# EXERCISE GOAL:
Copy out the data exactly as it appears, without a single image.

============================================================

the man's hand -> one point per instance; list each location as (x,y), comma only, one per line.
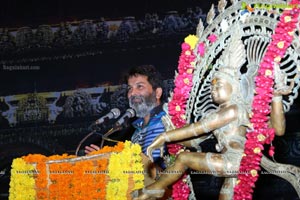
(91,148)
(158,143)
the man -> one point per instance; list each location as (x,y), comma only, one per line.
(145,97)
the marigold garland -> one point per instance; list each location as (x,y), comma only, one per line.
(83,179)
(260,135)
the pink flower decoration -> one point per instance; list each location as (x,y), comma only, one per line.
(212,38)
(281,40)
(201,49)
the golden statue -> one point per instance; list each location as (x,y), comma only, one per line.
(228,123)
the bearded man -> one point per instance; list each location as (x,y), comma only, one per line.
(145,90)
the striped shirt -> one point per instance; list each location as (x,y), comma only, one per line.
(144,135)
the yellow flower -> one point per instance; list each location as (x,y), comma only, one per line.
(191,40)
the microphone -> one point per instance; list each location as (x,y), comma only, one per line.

============================================================

# TASK OUTPUT:
the man's hand -> one point per instance; list each location as (x,y), comma only, one per line.
(91,148)
(158,143)
the man -> one point per instance; list each location as (x,y), comma only, one per line.
(145,97)
the marigold garland -> one point per instance; list each location as (x,y), comma only, one per line.
(83,179)
(260,135)
the pink flower decoration -> one point per instance; list each location as (x,y), comma only, one per line.
(212,38)
(281,40)
(201,49)
the golden statue -> one point per instance; list each location as (x,y), comma only, one per line.
(228,123)
the bearded man -> one point per instance; list each location as (x,y), comma only, one per line.
(145,90)
the striped shirt -> one point per instance; list each location as (x,y), comma only, one per line.
(144,135)
the yellow flower -> one point per instance; list each location as (x,y), comma only, one per line.
(191,40)
the microphone -> one point per instance; list each location as (x,y), comma only, one per line.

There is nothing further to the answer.